begin
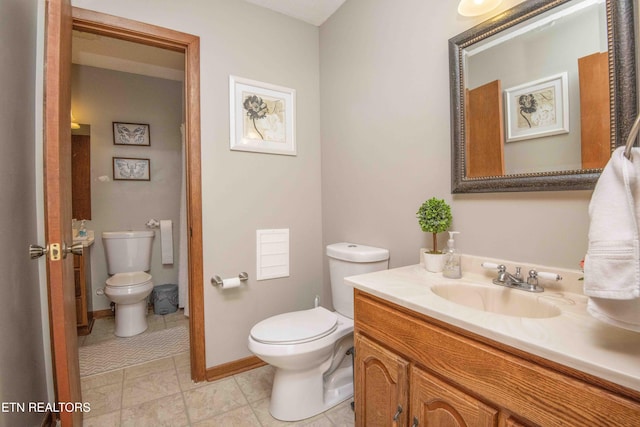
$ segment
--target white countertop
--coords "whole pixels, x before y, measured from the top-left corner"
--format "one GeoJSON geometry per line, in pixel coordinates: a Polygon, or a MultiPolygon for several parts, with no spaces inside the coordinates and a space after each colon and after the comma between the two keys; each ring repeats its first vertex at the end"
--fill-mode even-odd
{"type": "MultiPolygon", "coordinates": [[[[640,333],[609,326],[591,317],[586,311],[584,295],[549,283],[545,292],[533,295],[556,305],[562,313],[533,319],[468,308],[431,291],[432,286],[443,283],[497,286],[491,283],[491,277],[495,276],[495,272],[465,273],[463,270],[461,279],[446,279],[441,273],[430,273],[417,264],[347,277],[345,283],[494,341],[640,391],[640,333]]],[[[574,282],[570,289],[575,290],[575,280],[570,282],[574,282]]],[[[542,280],[540,284],[547,285],[542,280]]]]}

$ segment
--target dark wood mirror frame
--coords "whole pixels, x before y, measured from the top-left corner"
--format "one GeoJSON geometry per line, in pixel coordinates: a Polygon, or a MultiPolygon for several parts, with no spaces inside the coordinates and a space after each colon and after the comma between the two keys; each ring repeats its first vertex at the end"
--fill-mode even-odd
{"type": "MultiPolygon", "coordinates": [[[[451,91],[451,192],[559,191],[593,189],[601,169],[527,173],[486,178],[466,176],[463,50],[500,31],[571,0],[525,1],[449,40],[451,91]]],[[[637,114],[634,0],[607,0],[611,99],[611,150],[624,145],[637,114]]]]}

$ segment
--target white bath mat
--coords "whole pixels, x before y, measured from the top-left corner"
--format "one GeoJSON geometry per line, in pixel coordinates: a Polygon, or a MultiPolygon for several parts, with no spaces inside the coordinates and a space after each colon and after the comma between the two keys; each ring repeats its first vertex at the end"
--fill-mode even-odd
{"type": "Polygon", "coordinates": [[[189,330],[178,326],[80,347],[80,376],[99,374],[189,351],[189,330]]]}

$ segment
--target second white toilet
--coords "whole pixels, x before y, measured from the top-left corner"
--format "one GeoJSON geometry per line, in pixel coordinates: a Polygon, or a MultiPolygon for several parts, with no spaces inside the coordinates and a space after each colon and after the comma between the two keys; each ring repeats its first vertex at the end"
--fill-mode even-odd
{"type": "Polygon", "coordinates": [[[279,314],[249,335],[249,350],[276,368],[269,412],[282,421],[312,417],[353,395],[353,288],[344,278],[387,269],[389,251],[336,243],[327,256],[336,311],[279,314]]]}

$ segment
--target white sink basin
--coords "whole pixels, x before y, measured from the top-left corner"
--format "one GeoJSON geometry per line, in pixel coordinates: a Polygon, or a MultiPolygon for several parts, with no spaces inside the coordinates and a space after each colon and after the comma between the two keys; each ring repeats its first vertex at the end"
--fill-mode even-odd
{"type": "Polygon", "coordinates": [[[544,319],[559,316],[562,311],[539,298],[540,294],[528,294],[501,286],[448,283],[431,288],[434,294],[448,301],[476,310],[513,317],[544,319]]]}

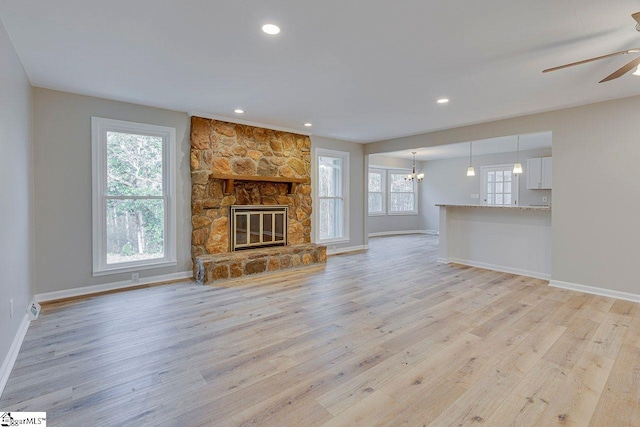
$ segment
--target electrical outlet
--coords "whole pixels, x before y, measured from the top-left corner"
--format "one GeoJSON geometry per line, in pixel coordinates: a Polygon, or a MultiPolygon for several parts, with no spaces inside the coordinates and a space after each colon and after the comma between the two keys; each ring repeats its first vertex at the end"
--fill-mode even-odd
{"type": "Polygon", "coordinates": [[[29,316],[29,319],[36,320],[40,315],[40,304],[35,301],[32,302],[29,308],[27,308],[27,315],[29,316]]]}

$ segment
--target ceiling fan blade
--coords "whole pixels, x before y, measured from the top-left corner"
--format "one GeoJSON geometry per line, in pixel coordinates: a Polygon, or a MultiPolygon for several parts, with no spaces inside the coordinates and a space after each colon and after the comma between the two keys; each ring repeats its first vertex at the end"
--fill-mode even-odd
{"type": "Polygon", "coordinates": [[[612,56],[627,55],[629,53],[638,53],[638,52],[640,52],[640,48],[622,50],[620,52],[610,53],[609,55],[596,56],[595,58],[585,59],[584,61],[572,62],[571,64],[560,65],[559,67],[547,68],[546,70],[542,70],[542,72],[548,73],[550,71],[562,70],[563,68],[573,67],[574,65],[586,64],[588,62],[599,61],[600,59],[611,58],[612,56]]]}
{"type": "Polygon", "coordinates": [[[625,74],[627,74],[629,71],[636,68],[638,65],[640,65],[640,56],[634,59],[633,61],[629,62],[628,64],[618,68],[616,71],[609,74],[604,79],[600,80],[600,83],[608,82],[609,80],[614,80],[614,79],[617,79],[618,77],[622,77],[625,74]]]}

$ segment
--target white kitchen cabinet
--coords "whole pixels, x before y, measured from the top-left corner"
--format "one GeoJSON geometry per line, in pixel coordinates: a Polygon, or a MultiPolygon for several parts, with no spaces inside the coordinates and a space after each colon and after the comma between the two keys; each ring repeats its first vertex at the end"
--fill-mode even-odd
{"type": "Polygon", "coordinates": [[[527,190],[551,190],[552,157],[527,159],[527,190]]]}

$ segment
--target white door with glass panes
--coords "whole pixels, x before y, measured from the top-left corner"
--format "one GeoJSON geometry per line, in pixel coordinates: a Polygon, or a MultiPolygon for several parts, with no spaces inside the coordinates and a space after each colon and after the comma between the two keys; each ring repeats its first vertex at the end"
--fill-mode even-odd
{"type": "Polygon", "coordinates": [[[482,204],[486,206],[517,206],[518,176],[513,164],[483,166],[482,204]]]}

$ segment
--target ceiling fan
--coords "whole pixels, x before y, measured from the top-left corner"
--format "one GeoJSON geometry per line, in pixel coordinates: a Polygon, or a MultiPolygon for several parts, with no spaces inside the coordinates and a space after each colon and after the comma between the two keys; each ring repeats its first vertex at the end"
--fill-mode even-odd
{"type": "MultiPolygon", "coordinates": [[[[635,21],[636,21],[636,30],[640,32],[640,12],[634,13],[633,15],[631,15],[631,17],[633,19],[635,19],[635,21]]],[[[595,58],[589,58],[589,59],[585,59],[583,61],[572,62],[571,64],[560,65],[559,67],[547,68],[546,70],[543,70],[542,72],[543,73],[548,73],[550,71],[562,70],[563,68],[573,67],[574,65],[586,64],[587,62],[599,61],[601,59],[611,58],[612,56],[629,55],[629,54],[632,54],[632,53],[640,53],[640,48],[636,47],[636,48],[633,48],[633,49],[627,49],[627,50],[622,50],[620,52],[610,53],[608,55],[596,56],[595,58]]],[[[639,65],[640,65],[640,56],[638,56],[636,59],[634,59],[633,61],[629,62],[628,64],[618,68],[616,71],[614,71],[613,73],[609,74],[604,79],[600,80],[599,83],[608,82],[610,80],[617,79],[618,77],[622,77],[625,74],[627,74],[629,71],[631,71],[634,68],[638,67],[639,65]]],[[[636,74],[636,73],[638,73],[638,75],[640,75],[640,68],[634,74],[636,74]]]]}

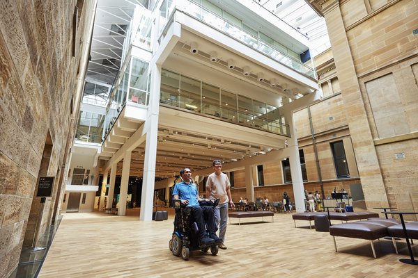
end
→ **Requirement**
Report every line of the rows above that contains the word "white", copying each matching line in full. Treat the match as case-sensitive.

→ **Full answer**
--target white countertop
--target white bath mat
--target second white toilet
--target white sink basin
--target white kitchen cabinet
--target white door with glass panes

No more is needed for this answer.